» **The exercise**:
Return every row below verbatim, with no changes to wording, numbers, or line order.

» **Provided material**:
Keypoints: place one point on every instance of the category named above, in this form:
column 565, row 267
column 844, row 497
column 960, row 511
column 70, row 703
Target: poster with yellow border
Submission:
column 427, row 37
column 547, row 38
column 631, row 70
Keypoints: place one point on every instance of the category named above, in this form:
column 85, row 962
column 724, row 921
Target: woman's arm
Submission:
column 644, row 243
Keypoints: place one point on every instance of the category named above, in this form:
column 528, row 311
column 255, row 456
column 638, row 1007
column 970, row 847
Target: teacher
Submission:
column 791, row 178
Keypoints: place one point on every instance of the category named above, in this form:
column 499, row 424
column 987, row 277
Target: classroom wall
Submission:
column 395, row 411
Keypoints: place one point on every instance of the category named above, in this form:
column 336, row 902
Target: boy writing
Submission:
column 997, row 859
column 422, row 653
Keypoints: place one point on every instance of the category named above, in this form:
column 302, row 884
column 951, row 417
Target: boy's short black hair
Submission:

» **Full answer**:
Keypoints: place one point on every instance of the category named above, in this form:
column 565, row 267
column 844, row 497
column 960, row 511
column 70, row 703
Target: poster with yellow border
Submission:
column 427, row 37
column 547, row 38
column 631, row 70
Keypoints: place one point on every instance of the category named above, in this form:
column 85, row 962
column 724, row 921
Target: woman's arm
Submission:
column 644, row 243
Keypoints: place one point on every instance of the category named above, in this form:
column 528, row 311
column 255, row 456
column 638, row 1007
column 970, row 847
Target: teacher
Submission:
column 791, row 178
Keypoints: place one point on every instance of the category named above, in this form:
column 499, row 424
column 987, row 277
Target: classroom wall
Submission:
column 395, row 411
Keypoints: place one point on every instance of the category named above, in this form:
column 336, row 902
Target: boy writing
Submission:
column 997, row 859
column 422, row 653
Keypoints: place one point on every instance of the category named above, in this form:
column 302, row 884
column 951, row 417
Target: boy's short black hair
Submission:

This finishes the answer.